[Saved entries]

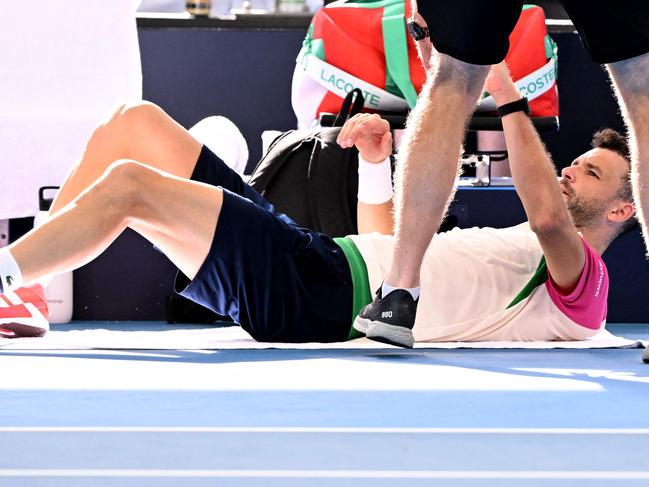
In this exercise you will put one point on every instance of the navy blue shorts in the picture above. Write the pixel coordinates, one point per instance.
(477, 32)
(280, 282)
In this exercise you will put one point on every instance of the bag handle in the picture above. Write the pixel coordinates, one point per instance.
(352, 104)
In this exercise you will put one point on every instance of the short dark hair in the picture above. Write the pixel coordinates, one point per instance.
(614, 141)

§ **What is asked**:
Render the stretch of the records from the line containing "of the short" through the end as a JSON list of strings, one string per line, omitting blank lines.

§ **Written solution**:
[
  "In this exercise you will put one point on every instance of the short dark hair in the picture above. Write the pixel coordinates, one point per instance.",
  "(614, 141)"
]